NOTES TO FINANCIAL STATEMENTS
NOTE A - Basis of Presentation
The accompanying consolidated financial statements of
Biocontrol Technology, Inc. (the "Company") and its 89.9%
owned subsidiary, Coraflex, Inc., and its 52% owned
subsidiary, Diasense, Inc., and its 67% owned subsidiary,
Petrol Rem, Inc., and its 99.1% owned subsidiary, IDT, Inc.,
and its 58.4% owned subsidiary, ICTI, Inc., have been prepared
in accordance with generally accepted accounting principles
for interim financial information, and with the instructions
to Form 10-Q and Rule 10-O Regulation S-X. Accordingly, they
do not include all of the information and footnotes required
by generally accepted accounting principles for complete
financial statements. In the opinion of management, all
adjustments (consisting of normal recurring accruals)
considered necessary for a fair presentation have been
included. For further information, refer to the consolidated
financial statements and footnotes included in the Company's
annual report on Form 10-K for the year ended December 31,
1998.
NOTE B - Net Loss Per Common Share
Net loss per common share is based on the average number of
outstanding common shares. The loss per share does not
include common stock equivalents since the effect would be
anti-dilutive. The weighted average shares used to calculate
the loss per share for the period ending June 30, 1999, and
June 30, 1998, were 535,289,451 and 202,083,594, respectively.
NOTE C - Stockholders Equity
During the six months ended June 30, 1999, the Company raised
$19,361,418 in connection with its public offering. (See
"Management's Discussion and Analysis").
The Company's common stock is currently traded on the
electronic bulletin board.

[PROBLEM REQUIREMENTS]: Copy out the financial statement notes from "NOTE B - Net" up to and including "and 202,083,594, respectively.". The lines after these financial statement notes are not needed.

[DATA LINES]:
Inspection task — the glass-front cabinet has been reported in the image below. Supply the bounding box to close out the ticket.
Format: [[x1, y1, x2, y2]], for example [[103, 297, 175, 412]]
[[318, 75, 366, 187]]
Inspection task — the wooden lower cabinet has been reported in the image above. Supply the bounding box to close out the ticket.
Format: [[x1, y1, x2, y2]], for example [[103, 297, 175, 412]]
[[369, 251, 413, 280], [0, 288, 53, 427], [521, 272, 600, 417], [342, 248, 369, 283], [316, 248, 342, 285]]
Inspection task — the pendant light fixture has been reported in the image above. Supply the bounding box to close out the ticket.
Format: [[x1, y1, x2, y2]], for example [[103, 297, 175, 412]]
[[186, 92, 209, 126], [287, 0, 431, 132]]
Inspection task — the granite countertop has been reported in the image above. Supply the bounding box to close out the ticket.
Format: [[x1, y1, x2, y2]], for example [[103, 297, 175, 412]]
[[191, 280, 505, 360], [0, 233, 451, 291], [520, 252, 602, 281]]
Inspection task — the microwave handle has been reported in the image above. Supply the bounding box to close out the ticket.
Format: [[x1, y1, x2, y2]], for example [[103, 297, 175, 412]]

[ANSWER TO THIS PROBLEM]:
NOTE B - Net Loss Per Common Share
Net loss per common share is based on the average number of
outstanding common shares. The loss per share does not
include common stock equivalents since the effect would be
anti-dilutive. The weighted average shares used to calculate
the loss per share for the period ending June 30, 1999, and
June 30, 1998, were 535,289,451 and 202,083,594, respectively.